• _TESTO FORNITO_
Giornata internazionale delle donne/ Pensieri di pace in giorni di guerra

Fino a quando i diritti non saranno per tutte, in tutto il mondo, fino a quando il corpo delle donne continuerà a essere usato come luogo di potere maschile e campo di battaglia, ovunque noi donne cerchiamo di manifestare il desiderio di libertà-liberazione: nelle case, nelle piazze, nelle strade, nelle guerre, avremo purtroppo ancora bisogno di date simboliche come l’8 marzo.

L’8 marzo è la giornata in cui con maggiore visibilità noi donne occupiamo lo spazio della politica, radicate nelle piazze e con le teste vicine al cielo. La giornata in cui ovunque ci troviamo siamo tutte sotto lo stesso cielo e sopra la stessa terra per portare avanti la rivoluzione della cura. Prendersi cura del mondo in cui viviamo e di chi questo mondo lo abita, lottare contro la politica cieca dei confini, contro ogni forma di discriminazione e disuguaglianza è l’unica condizione per costruire un futuro di pace. Abbiamo ancora molta strada da fare per una politica disarmata e disarmante nella sostanza e nella forma, linguaggio compreso, ma siamo determinate a percorrerla.

In questi giorni in cui «la guerra è entrata nel quotidiano», sembra impossibile «eppure bisogna continuare a pensare alla pace, e da donne» (Virginia Woolf)

Noi, le donne consapevoli che tutte le questioni ci riguardano, dobbiamo continuare a «lottare mentalmente che significa pensare contro la corrente, e non a favore di essa», dobbiamo continuare a reinventare il nostro domani, continuare a ridisegnare la politica, la storia, la pace. Perché noi vogliamo vivere. Vogliamo pane, cielo pulito, pace vera.

• _CONSEGNA 1_
Secondo il testo sulla Giornata internazionale delle donne, perché date simboliche come l'8 marzo saranno ancora necessarie? Rispondi in una o due frasi.
• _CONSEGNA 2_
Trascrivi dal testo sulla Giornata internazionale delle donne il passo che va da "L’8 marzo è" a "determinate a percorrerla.".

• _SEZIONE DATI_
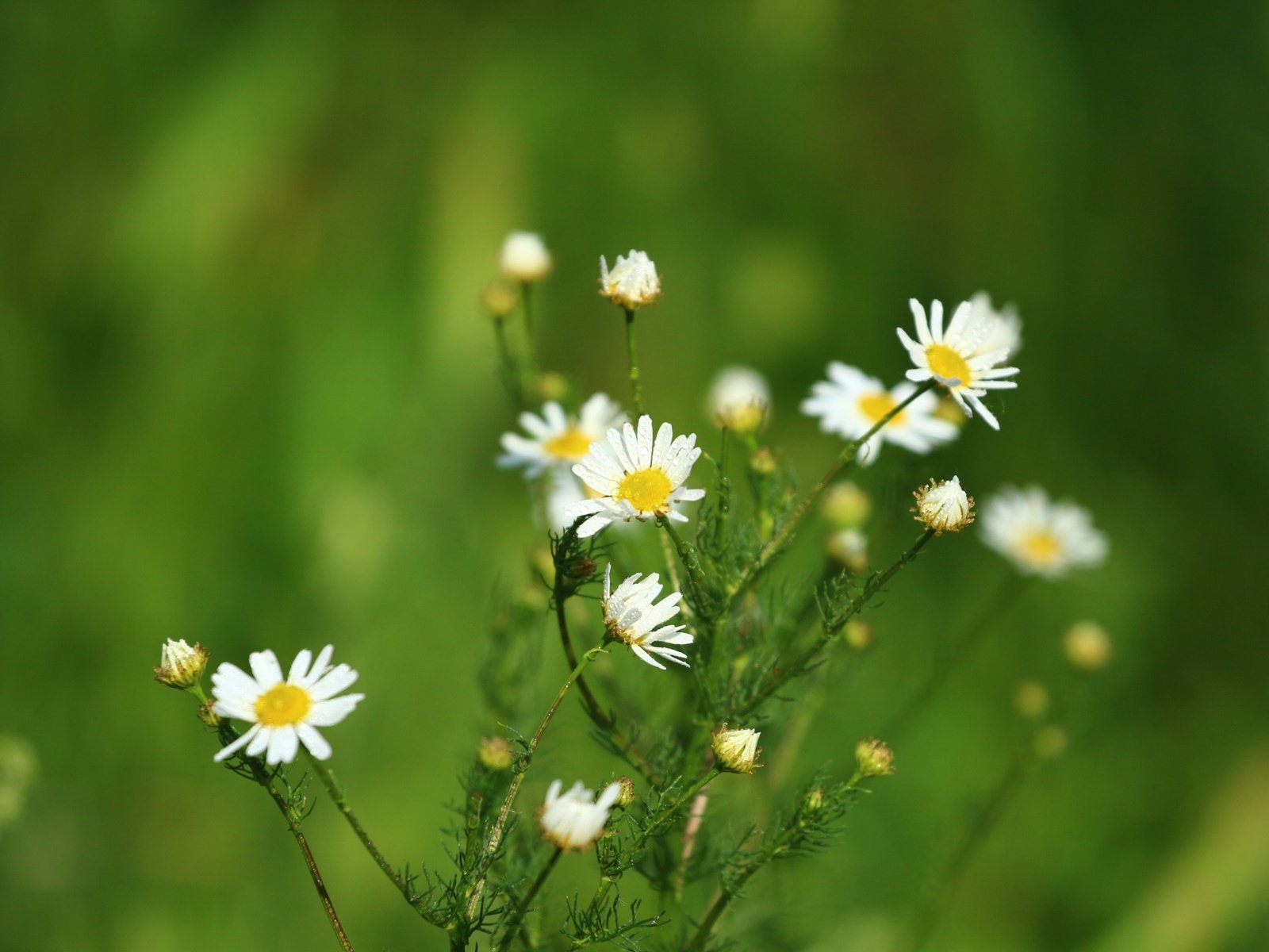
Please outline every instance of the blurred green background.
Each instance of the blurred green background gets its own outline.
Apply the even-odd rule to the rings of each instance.
[[[538,542],[476,305],[511,228],[556,255],[546,363],[624,396],[596,263],[646,249],[652,406],[708,443],[713,369],[754,364],[807,481],[827,359],[895,380],[909,297],[1018,302],[1003,430],[869,485],[1038,481],[1112,541],[992,628],[838,848],[755,881],[742,947],[890,948],[1084,617],[1114,663],[931,948],[1269,947],[1266,44],[1258,4],[3,5],[0,734],[39,776],[0,947],[331,947],[274,809],[151,682],[166,637],[334,642],[368,694],[336,769],[390,857],[444,862]],[[844,768],[1006,572],[961,537],[900,576],[799,769]],[[529,796],[600,772],[576,710],[547,757]],[[359,949],[443,947],[332,810],[310,833]]]

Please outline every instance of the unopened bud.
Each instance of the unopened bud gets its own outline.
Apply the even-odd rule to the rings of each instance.
[[[718,767],[730,773],[753,773],[755,768],[761,767],[758,763],[758,757],[763,753],[758,748],[760,736],[758,731],[747,727],[727,730],[726,724],[716,730],[712,743]]]
[[[476,755],[490,770],[511,769],[511,745],[505,737],[481,737]]]
[[[211,654],[197,641],[189,645],[184,638],[179,641],[168,638],[159,655],[155,680],[179,691],[192,688],[203,677],[208,658]]]
[[[895,751],[882,741],[869,737],[855,745],[855,782],[892,773],[895,773]]]
[[[1072,625],[1062,636],[1066,660],[1085,671],[1100,671],[1110,663],[1110,636],[1096,622]]]

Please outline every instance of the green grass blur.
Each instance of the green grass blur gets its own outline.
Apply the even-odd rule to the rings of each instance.
[[[5,4],[0,734],[39,777],[0,947],[332,947],[272,805],[150,680],[166,637],[334,642],[368,694],[336,770],[391,858],[444,862],[483,631],[538,542],[476,306],[511,228],[556,255],[547,364],[624,397],[598,256],[646,249],[654,409],[706,434],[713,369],[756,366],[807,484],[827,359],[893,380],[909,297],[1018,302],[1003,430],[868,479],[1038,481],[1112,541],[995,625],[835,850],[755,881],[778,915],[737,906],[742,947],[890,948],[1085,617],[1114,663],[931,948],[1269,947],[1266,37],[1254,5],[1084,0]],[[968,537],[906,570],[799,776],[1006,571]],[[567,711],[527,796],[607,769],[585,735]],[[310,835],[359,949],[444,947],[327,805]]]

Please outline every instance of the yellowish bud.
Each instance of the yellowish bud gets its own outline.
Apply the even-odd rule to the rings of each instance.
[[[1072,625],[1062,636],[1066,660],[1085,671],[1100,671],[1110,663],[1110,636],[1096,622]]]
[[[758,763],[763,753],[758,748],[758,739],[761,735],[755,730],[741,729],[727,730],[725,724],[712,735],[714,758],[718,767],[730,773],[753,773],[761,767]]]
[[[179,691],[192,688],[203,677],[209,658],[211,654],[197,641],[190,645],[184,638],[179,641],[168,638],[159,655],[155,680]]]

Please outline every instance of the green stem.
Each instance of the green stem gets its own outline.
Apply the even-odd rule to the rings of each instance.
[[[537,878],[533,880],[533,885],[529,886],[529,891],[524,894],[524,899],[519,901],[515,911],[511,913],[511,919],[504,933],[503,946],[500,947],[501,949],[509,949],[511,947],[511,943],[515,941],[515,933],[519,932],[520,923],[524,920],[524,915],[529,911],[529,904],[533,902],[534,896],[537,896],[542,889],[542,883],[547,881],[547,877],[551,875],[551,871],[555,869],[555,864],[560,862],[560,857],[562,854],[562,849],[556,849],[551,853],[551,858],[547,859],[546,866],[542,867]]]
[[[308,757],[308,763],[312,767],[313,773],[317,774],[317,778],[322,782],[322,786],[330,795],[331,802],[335,803],[339,811],[344,815],[344,819],[348,820],[348,825],[353,828],[353,833],[357,834],[362,845],[365,847],[365,852],[371,854],[371,858],[374,859],[379,869],[383,871],[383,875],[387,876],[392,881],[392,885],[397,887],[402,896],[405,896],[406,902],[414,905],[415,896],[414,891],[410,889],[410,883],[392,868],[392,864],[383,857],[379,848],[374,845],[374,840],[371,839],[365,828],[362,826],[360,820],[357,819],[357,814],[353,812],[353,805],[348,801],[348,791],[344,790],[343,784],[336,779],[335,774],[329,767],[326,767],[325,763],[308,753],[307,749],[305,750],[305,754]]]
[[[608,640],[608,635],[604,635],[604,641]],[[489,840],[485,843],[485,856],[482,862],[489,863],[492,861],[494,854],[497,853],[497,848],[503,843],[503,833],[506,830],[506,821],[511,815],[511,805],[515,802],[516,793],[520,792],[520,784],[524,782],[524,774],[528,773],[529,760],[533,759],[533,753],[538,749],[538,744],[542,741],[542,735],[547,731],[547,725],[551,724],[551,718],[555,717],[556,711],[560,710],[560,704],[563,703],[563,696],[569,693],[569,688],[572,683],[581,677],[581,673],[586,669],[596,655],[602,654],[604,650],[604,641],[600,641],[595,647],[590,649],[586,654],[581,656],[581,660],[569,674],[563,685],[560,688],[558,693],[555,696],[555,701],[551,702],[551,707],[547,708],[546,716],[542,718],[542,724],[538,725],[537,731],[529,739],[528,749],[524,753],[523,769],[520,769],[515,777],[511,778],[511,786],[508,787],[506,797],[503,800],[503,807],[497,812],[497,820],[494,821],[494,829],[489,834]],[[480,908],[480,900],[485,895],[485,882],[487,881],[487,873],[481,873],[472,886],[471,896],[467,900],[467,919],[476,914]]]
[[[634,312],[626,311],[626,352],[631,360],[631,392],[634,396],[634,411],[642,416],[647,410],[643,407],[643,387],[638,378],[638,357],[634,350]]]
[[[845,623],[848,619],[858,614],[859,611],[865,604],[868,604],[868,602],[871,602],[872,598],[878,592],[881,592],[882,588],[884,588],[886,584],[892,578],[895,578],[895,575],[898,574],[900,569],[902,569],[905,565],[910,562],[916,561],[916,556],[920,555],[921,550],[925,547],[925,543],[929,542],[931,538],[934,538],[934,534],[935,534],[934,529],[926,529],[925,532],[923,532],[920,538],[917,538],[916,542],[912,543],[912,547],[898,557],[898,561],[896,561],[892,566],[890,566],[886,571],[881,572],[879,575],[872,576],[868,580],[868,584],[864,586],[864,590],[860,592],[858,595],[855,595],[853,599],[850,599],[850,605],[848,607],[846,612],[840,617],[840,622]],[[798,658],[791,665],[783,666],[780,671],[777,673],[775,677],[772,678],[766,685],[760,688],[758,693],[755,693],[754,697],[751,697],[749,702],[744,704],[744,707],[736,711],[736,716],[741,717],[754,711],[764,701],[766,701],[766,698],[769,698],[777,691],[783,688],[799,671],[806,670],[806,666],[815,660],[815,656],[820,654],[820,650],[829,642],[830,638],[832,638],[834,635],[836,635],[839,628],[840,626],[834,626],[834,628],[831,630],[825,628],[824,637],[816,638],[815,642],[810,647],[807,647],[806,651],[798,655]]]
[[[914,390],[907,396],[907,399],[905,399],[900,404],[896,404],[890,413],[887,413],[884,416],[877,420],[877,423],[874,423],[868,429],[867,433],[864,433],[862,437],[858,437],[857,439],[850,440],[849,443],[846,443],[845,447],[843,447],[841,452],[838,454],[838,458],[832,462],[832,466],[829,467],[827,472],[825,472],[824,476],[820,477],[820,481],[816,482],[811,487],[811,491],[806,494],[806,496],[802,499],[801,503],[798,503],[798,506],[797,509],[793,510],[792,515],[789,515],[780,524],[780,528],[772,537],[770,542],[763,546],[761,552],[759,552],[758,559],[754,560],[754,564],[751,565],[750,570],[745,572],[745,575],[736,584],[736,588],[732,592],[732,600],[735,600],[735,598],[741,592],[744,592],[746,586],[751,585],[754,580],[763,571],[765,571],[773,561],[775,561],[775,557],[779,556],[780,552],[784,550],[784,546],[788,545],[789,539],[793,537],[793,533],[802,523],[802,519],[805,519],[806,514],[811,510],[811,506],[815,505],[815,501],[820,498],[824,490],[829,487],[829,484],[838,477],[838,475],[843,471],[843,468],[845,468],[848,465],[855,461],[859,449],[869,439],[876,437],[881,432],[882,426],[884,426],[887,423],[898,416],[909,406],[909,404],[911,404],[914,400],[921,396],[921,393],[933,390],[934,386],[935,381],[933,380],[925,381],[925,383]]]

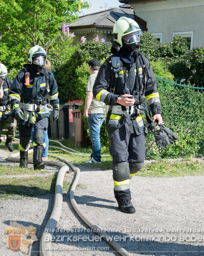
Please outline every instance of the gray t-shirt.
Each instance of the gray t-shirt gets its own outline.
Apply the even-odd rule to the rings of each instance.
[[[98,72],[94,73],[91,74],[88,78],[86,87],[86,91],[92,92],[94,82],[97,77]],[[91,105],[88,109],[88,114],[105,114],[103,109],[104,103],[101,101],[99,101],[94,96],[91,101]]]

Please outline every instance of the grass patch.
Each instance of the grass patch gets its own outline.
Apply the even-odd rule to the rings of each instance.
[[[30,158],[30,156],[29,156]],[[13,166],[8,166],[8,164],[0,164],[0,175],[18,175],[19,174],[26,174],[26,173],[49,173],[48,171],[43,170],[35,170],[29,168],[21,168],[19,167],[19,163],[16,163],[15,168]]]
[[[25,197],[39,197],[54,194],[57,176],[55,174],[46,177],[20,178],[2,178],[0,184],[0,199]],[[63,182],[63,193],[70,190],[73,176],[65,176]]]
[[[203,164],[198,161],[153,162],[144,166],[136,175],[154,177],[173,177],[204,175]]]
[[[64,140],[60,142],[64,146],[77,151],[90,155],[91,148],[75,147],[75,142]],[[62,148],[57,142],[49,142],[49,145]],[[17,149],[17,145],[15,147]],[[0,147],[4,148],[4,145]],[[69,150],[67,149],[67,150]],[[16,151],[18,152],[18,149]],[[102,157],[100,164],[86,164],[85,162],[90,159],[90,155],[82,156],[65,152],[60,149],[49,148],[49,153],[56,155],[68,160],[76,166],[87,171],[105,171],[112,169],[111,157]],[[101,155],[108,155],[108,149],[103,147]],[[29,155],[32,158],[32,153]],[[48,159],[56,160],[56,158],[48,156]],[[17,164],[15,168],[8,165],[0,164],[0,175],[18,175],[23,174],[46,173],[47,171],[35,170],[32,169],[20,168]],[[137,176],[152,177],[174,177],[187,175],[204,175],[204,164],[196,162],[191,162],[190,160],[183,159],[182,162],[170,162],[167,160],[152,162],[144,166],[136,175]],[[54,174],[46,177],[30,176],[28,177],[2,178],[0,184],[0,199],[14,198],[16,199],[24,197],[39,197],[47,194],[54,194],[57,176]],[[73,175],[65,175],[63,183],[63,192],[69,190],[73,179]],[[77,186],[79,186],[77,185]]]
[[[64,140],[60,142],[62,144],[69,148],[72,149],[77,152],[76,153],[83,153],[88,154],[89,155],[87,156],[82,156],[78,155],[75,155],[67,153],[59,149],[54,149],[49,147],[49,153],[53,155],[56,155],[58,156],[68,160],[73,163],[76,167],[79,165],[86,166],[88,168],[91,166],[91,169],[93,171],[97,169],[98,170],[104,171],[105,170],[112,169],[112,158],[111,157],[102,157],[101,162],[99,164],[86,164],[85,161],[90,159],[90,155],[92,152],[91,148],[79,148],[75,147],[75,142],[73,141],[70,141],[68,140]],[[54,146],[62,148],[62,146],[57,142],[49,142],[49,146]],[[71,151],[67,149],[68,151]],[[102,147],[101,150],[101,155],[109,155],[109,152],[107,151],[105,147]],[[56,160],[54,158],[48,156],[48,159],[50,160]]]

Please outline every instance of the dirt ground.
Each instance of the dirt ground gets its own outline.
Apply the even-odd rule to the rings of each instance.
[[[19,164],[7,161],[7,156],[6,151],[0,150],[1,164],[14,167]],[[86,169],[77,167],[81,173],[75,196],[81,210],[106,231],[110,240],[117,242],[131,255],[204,256],[204,176],[133,177],[130,186],[136,212],[128,214],[117,208],[112,170],[98,171],[95,166],[92,170],[90,165]],[[57,173],[59,169],[46,168],[50,173]],[[43,171],[40,175],[44,175]],[[71,182],[75,178],[73,173],[66,175]],[[37,241],[25,247],[27,255],[39,255],[41,237],[54,201],[54,195],[41,196],[40,191],[35,197],[0,200],[1,255],[26,254],[26,249],[24,252],[20,249],[12,250],[3,241],[9,234],[5,230],[15,225],[36,230]],[[52,238],[53,256],[120,255],[80,219],[70,202],[69,192],[63,194],[57,228]]]

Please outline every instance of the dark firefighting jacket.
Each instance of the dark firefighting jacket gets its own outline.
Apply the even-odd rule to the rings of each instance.
[[[161,113],[161,103],[159,93],[157,89],[157,81],[150,62],[146,57],[143,56],[145,58],[150,76],[152,78],[152,81],[150,83],[146,84],[144,95],[149,105],[152,113],[154,115]],[[140,94],[144,87],[144,77],[142,74],[143,63],[138,62],[136,57],[135,58],[135,61],[131,65],[124,62],[120,59],[122,63],[122,67],[116,75],[116,72],[113,72],[113,61],[111,59],[116,56],[116,55],[113,55],[108,58],[101,67],[93,88],[93,95],[99,101],[106,104],[105,118],[107,117],[109,106],[112,105],[111,114],[109,116],[108,123],[106,123],[106,127],[108,130],[120,128],[124,124],[125,120],[127,119],[127,116],[124,115],[124,107],[116,103],[118,96],[124,94],[134,96],[136,95],[137,83],[139,85],[138,92],[140,92]],[[137,66],[139,67],[137,68],[138,70],[137,70],[136,61],[137,61]],[[112,88],[112,79],[113,76],[116,75],[117,77],[116,80],[116,84],[113,92]],[[127,76],[128,80],[127,85],[125,75]],[[136,106],[133,107],[137,108]],[[128,106],[126,107],[126,109],[127,112],[131,116],[130,113],[132,111],[130,110],[130,107],[131,106]],[[134,111],[133,109],[133,111]],[[139,135],[142,133],[144,125],[144,111],[139,111],[136,118],[131,120],[131,121],[136,134]]]
[[[6,77],[2,85],[3,98],[0,99],[0,120],[6,119],[12,114],[9,102],[9,88],[13,81]]]
[[[46,69],[49,74],[49,92],[43,70],[37,72],[31,65],[26,64],[16,76],[11,88],[10,103],[13,110],[19,106],[27,116],[19,120],[24,125],[29,125],[32,116],[41,120],[49,117],[52,107],[50,105],[59,105],[58,86],[51,71]],[[29,72],[30,82],[25,85],[25,73]],[[59,105],[58,106],[59,107]]]

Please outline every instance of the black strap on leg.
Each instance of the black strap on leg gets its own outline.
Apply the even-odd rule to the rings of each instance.
[[[107,115],[106,116],[106,120],[105,122],[105,126],[106,127],[106,129],[108,131],[108,122],[110,119],[110,115],[111,115],[111,112],[112,112],[112,109],[113,108],[113,106],[112,105],[109,105],[109,107],[108,108],[108,111],[107,112]]]
[[[131,121],[130,117],[129,116],[129,115],[128,114],[127,112],[127,109],[126,109],[126,107],[125,106],[121,106],[122,110],[123,111],[123,113],[124,113],[125,116],[127,118],[127,123],[128,124],[128,125],[129,126],[129,128],[130,128],[130,132],[131,133],[134,133],[134,130],[133,129],[133,122]]]

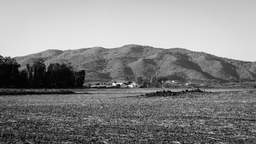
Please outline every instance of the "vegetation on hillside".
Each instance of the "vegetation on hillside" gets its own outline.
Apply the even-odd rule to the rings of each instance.
[[[71,63],[74,70],[85,70],[87,82],[125,79],[130,76],[144,79],[161,76],[172,80],[222,82],[254,81],[256,78],[256,62],[179,48],[130,45],[113,49],[50,50],[16,58],[21,65],[20,69],[25,69],[27,63],[32,65],[41,58],[46,66],[50,63],[68,65]]]

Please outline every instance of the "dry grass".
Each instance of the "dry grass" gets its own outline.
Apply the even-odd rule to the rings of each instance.
[[[0,96],[0,144],[256,143],[255,90],[125,97],[155,90]]]

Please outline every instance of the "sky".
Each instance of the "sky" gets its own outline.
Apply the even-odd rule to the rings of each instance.
[[[0,55],[135,44],[256,61],[255,0],[0,0]]]

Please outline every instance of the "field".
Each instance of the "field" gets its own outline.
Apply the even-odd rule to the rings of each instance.
[[[0,96],[0,144],[256,143],[255,89],[130,97],[162,89]]]

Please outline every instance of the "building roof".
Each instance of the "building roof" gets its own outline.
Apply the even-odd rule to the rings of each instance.
[[[109,81],[109,82],[108,82],[107,83],[113,83],[116,82],[116,81]]]
[[[128,83],[129,82],[132,82],[131,81],[117,81],[117,83]]]

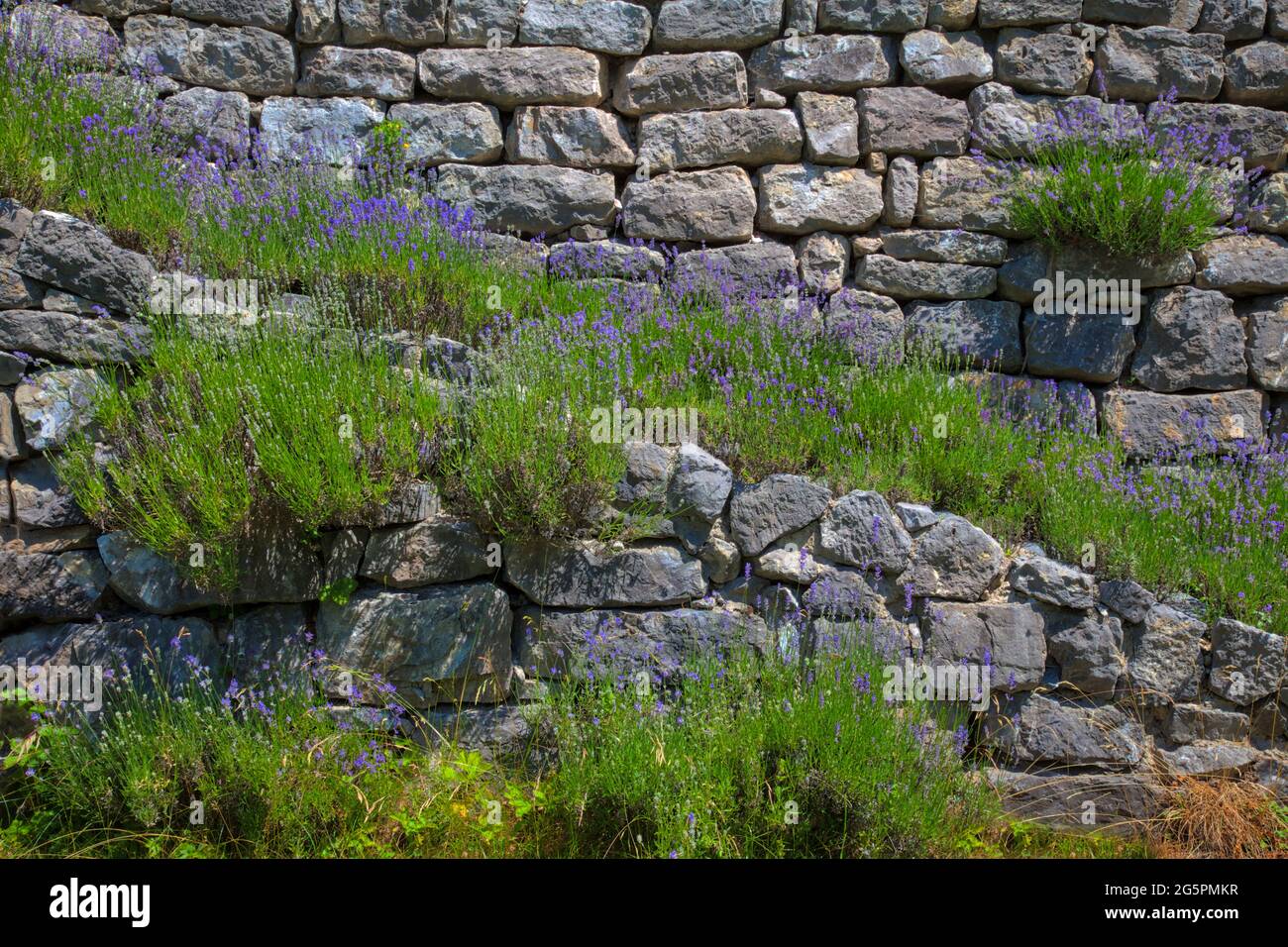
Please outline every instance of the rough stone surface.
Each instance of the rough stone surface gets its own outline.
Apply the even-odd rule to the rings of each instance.
[[[1127,636],[1127,678],[1144,705],[1198,697],[1200,647],[1207,626],[1171,606],[1157,604]]]
[[[1231,296],[1288,290],[1288,241],[1265,234],[1213,240],[1195,254],[1194,282]]]
[[[259,119],[260,142],[269,158],[307,153],[344,164],[385,117],[375,99],[273,97]]]
[[[729,52],[629,59],[613,85],[613,107],[622,115],[746,104],[747,67]]]
[[[1270,392],[1288,392],[1288,295],[1249,299],[1238,314],[1248,329],[1252,381]]]
[[[912,303],[904,312],[909,348],[931,348],[972,367],[1015,372],[1024,365],[1020,307],[990,299]]]
[[[1154,392],[1230,390],[1248,383],[1243,322],[1213,290],[1179,286],[1154,296],[1132,375]]]
[[[854,233],[881,216],[881,178],[859,167],[770,165],[760,171],[757,222],[772,233]]]
[[[1002,573],[1002,548],[961,517],[943,517],[917,536],[909,572],[914,595],[978,602]]]
[[[1153,102],[1159,89],[1175,88],[1180,99],[1207,102],[1221,91],[1224,54],[1225,44],[1213,33],[1167,26],[1110,26],[1108,37],[1096,48],[1096,68],[1113,99]]]
[[[1136,457],[1175,454],[1186,447],[1230,451],[1240,441],[1260,441],[1265,396],[1242,390],[1220,394],[1157,394],[1112,388],[1101,417]]]
[[[765,622],[725,611],[556,612],[524,608],[514,616],[514,653],[526,674],[580,679],[587,671],[638,674],[654,680],[677,673],[702,652],[735,646],[766,651]],[[658,680],[661,683],[661,680]]]
[[[732,539],[743,555],[759,555],[774,540],[818,519],[831,497],[826,484],[796,474],[738,486],[729,501]]]
[[[622,0],[527,0],[519,18],[519,43],[639,55],[652,30],[648,9]]]
[[[702,563],[668,545],[613,551],[595,542],[506,545],[505,579],[555,608],[670,606],[702,598]]]
[[[444,99],[516,106],[598,106],[608,95],[603,57],[564,46],[426,49],[417,58],[420,85]]]
[[[658,49],[748,49],[778,36],[783,0],[670,0],[657,14]]]
[[[989,670],[994,691],[1027,691],[1042,683],[1046,638],[1042,615],[1029,604],[933,602],[921,621],[931,664],[972,664]]]
[[[903,37],[899,63],[913,82],[931,89],[970,89],[993,79],[993,57],[972,32],[911,32]]]
[[[1141,727],[1113,706],[1020,693],[988,714],[983,737],[1012,763],[1119,769],[1140,763]]]
[[[935,157],[961,155],[970,140],[970,111],[960,99],[900,86],[859,94],[864,152]]]
[[[752,89],[853,93],[895,75],[894,43],[878,36],[815,35],[775,40],[747,61]]]
[[[724,108],[650,115],[639,125],[640,167],[648,174],[712,165],[759,167],[799,161],[801,126],[786,108]]]
[[[997,77],[1020,91],[1081,95],[1092,64],[1081,36],[1003,30],[997,44]]]
[[[300,95],[368,95],[389,102],[411,99],[416,61],[393,49],[322,46],[300,57]]]
[[[1288,687],[1288,638],[1221,618],[1212,626],[1208,685],[1239,706],[1280,693]]]
[[[895,299],[980,299],[997,289],[997,271],[872,254],[854,264],[854,285]]]
[[[52,210],[31,219],[14,269],[126,316],[143,312],[156,274],[143,254],[122,250],[97,227]]]
[[[550,165],[443,165],[435,195],[473,207],[486,227],[527,234],[605,225],[617,200],[611,174]]]
[[[635,166],[630,129],[622,119],[600,108],[516,108],[506,133],[505,153],[514,164],[612,170]]]
[[[1117,313],[1024,313],[1025,367],[1034,375],[1117,381],[1135,348],[1135,330]]]
[[[510,691],[510,604],[495,585],[359,589],[318,609],[317,640],[332,661],[380,674],[415,706],[495,703]]]
[[[410,164],[488,164],[505,149],[496,106],[401,102],[389,110],[389,120],[404,129],[404,155]]]
[[[741,167],[671,171],[631,180],[622,191],[627,237],[666,241],[748,240],[756,218],[756,189]]]
[[[859,111],[853,97],[797,93],[796,112],[805,129],[806,161],[849,166],[859,160]]]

• _SOLUZIONE 1_
Saranno ancora necessarie finché i diritti non saranno per tutte le donne, in tutto il mondo. Lo stesso vale finché il corpo delle donne continuerà a essere usato come luogo di potere maschile e campo di battaglia, ovunque esse cerchino di manifestare il desiderio di libertà-liberazione.

• _SOLUZIONE 2_
L’8 marzo è la giornata in cui con maggiore visibilità noi donne occupiamo lo spazio della politica, radicate nelle piazze e con le teste vicine al cielo. La giornata in cui ovunque ci troviamo siamo tutte sotto lo stesso cielo e sopra la stessa terra per portare avanti la rivoluzione della cura. Prendersi cura del mondo in cui viviamo e di chi questo mondo lo abita, lottare contro la politica cieca dei confini, contro ogni forma di discriminazione e disuguaglianza è l’unica condizione per costruire un futuro di pace. Abbiamo ancora molta strada da fare per una politica disarmata e disarmante nella sostanza e nella forma, linguaggio compreso, ma siamo determinate a percorrerla.